The most postmodern stroke of all in the film's ultimate cut, though, is the one that does directly reference comic books: the Black Freighter subplot.  Even after seeing the theatrical cut of the film and reading the graphic novel, I had doubts about the possibility of integrating this story into the film -- though I saw the thematic connections, I wasn't sure what it would really add.  The ultimate cut proved me definitively wrong.  The Black Freighter sequences, executed in vivid (and often disgusting) 2-D animation, aren't just a visual triumph.  If in the book this captain's sordid tale ran parallel to the main story, serving to provide mainly a meta-textual commentary on the nature of comic books themselves, in the movie it becomes something less cerebral: a kind of David Lynchian opening into of the city's troubled mind.  In one scene, the camera zooms on a single panel of the comic -- slowly the waves begin to lap, and we are transported.  Yet the animation, bracketed by a primarily live action film, serves as a constant reminder that the story we're viewing is the creation of someone, that it's the product of a particular psychology and perspective.  And while the graphic novel told us who drew Black Freighter and why, creating a larger context in which the comic functioned as society's mirror, the movie allows us to access the comic's grisly seascape only through the more junior of the two Bernards, whose response to it is nuanced, perplexed, and largely internal.  If Veidt's creation -- a united world -- is meant to be that public and impersonal thing, the greatest good for the greatest number, the Black Freighter is the perfect counterpoint: private, handmade, self-contained, the product of neurosis and obsession, and without a materially positive effect on anyone, yet somehow viscerally true.  It's apt that we see the obliteration of this comic, and this reader, in Veidt's nuclear blast: in destroying the city, he hasn't just wrecked one real world, but the millions of tiny imagined ones carried around in people's heads.

I could spend some time pointing out what's wrong with this film -- the unintentionally hilarious sex scene, Malin Akerman's wobbly performance (she sure is cute though), the dialogue's sometimes clunky exposition.  But none of that interests me nearly as much as the picture's sweeping ambition, and its great success on the whole in realizing it.  The Village Voice once famously said reviewing Mason & Dixon was like "reviewing the Atlantic Ocean"; I'd have to say the same thing about Watchmen.  It's dark, and deep, and sometimes very cold, but it merits a lot of exploring.

2 comments:

Eric T said...

SET TASK A: In the Watchmen film review, write out the passage between "I could spend" and "lot of exploring.", inclusive, and swap "sweeping ambition" for "bold vision".
SET TASK B: Finish out the next part of the Watchmen film review, starting after its last line.

COLLECTED DATA:
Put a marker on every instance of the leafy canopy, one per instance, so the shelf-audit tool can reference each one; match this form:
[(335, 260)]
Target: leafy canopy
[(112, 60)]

EXERCISE OUTPUT A:
I could spend some time pointing out what's wrong with this film -- the unintentionally hilarious sex scene, Malin Akerman's wobbly performance (she sure is cute though), the dialogue's sometimes clunky exposition.  But none of that interests me nearly as much as the picture's bold vision, and its great success on the whole in realizing it.  The Village Voice once famously said reviewing Mason & Dixon was like "reviewing the Atlantic Ocean"; I'd have to say the same thing about Watchmen.  It's dark, and deep, and sometimes very cold, but it merits a lot of exploring.

EXERCISE OUTPUT B:
I wonder what you make of the line that drew some laughs in the theater, when Nite Owl asks the Comedian during the police riots, "what happened to the American dream?" ("It came true. You're lookin' at it," replies the Comedian, in front of an American flag.)

Why the almost absurd ironic remove here? I bought the postmodern references (like the Vietnam/Wagner/Coppola "joke"), but abstract thematic exposition in dialog seems different. The dialog isn't a cultural signifier or a "found object," yet the scene plays out (complete with swelling music) like it's advertising itself.

I honestly don't know, but my best guess is that those lines stamp the flashback into the viewer's mind as a Comedian icon -- an entire scene portraying the character as an idea (like an extended version of the Comedian's smiley-face "badge").

The Chawmonger said...

I think you hit the nail on the head when you say, "Those lines stamp the flashback into the viewer's mind as a Comedian icon -- an entire scene portraying the character as an idea (like an extended version of the Comedian's smiley-face 'badge')." Snyder is in the business of making icons here -- he even talks on the director's commentary about how he went out of his way to put the characters in superhero "poses," like when Rorschach is perched on the windowsill of the Comedian's apartment. In the scene you mentioned, the characters are adopting "poses" in the dialogue too -- it isn't subtle or realistic, but I'd argue it is in keeping with the choices he's making elsewhere in the film.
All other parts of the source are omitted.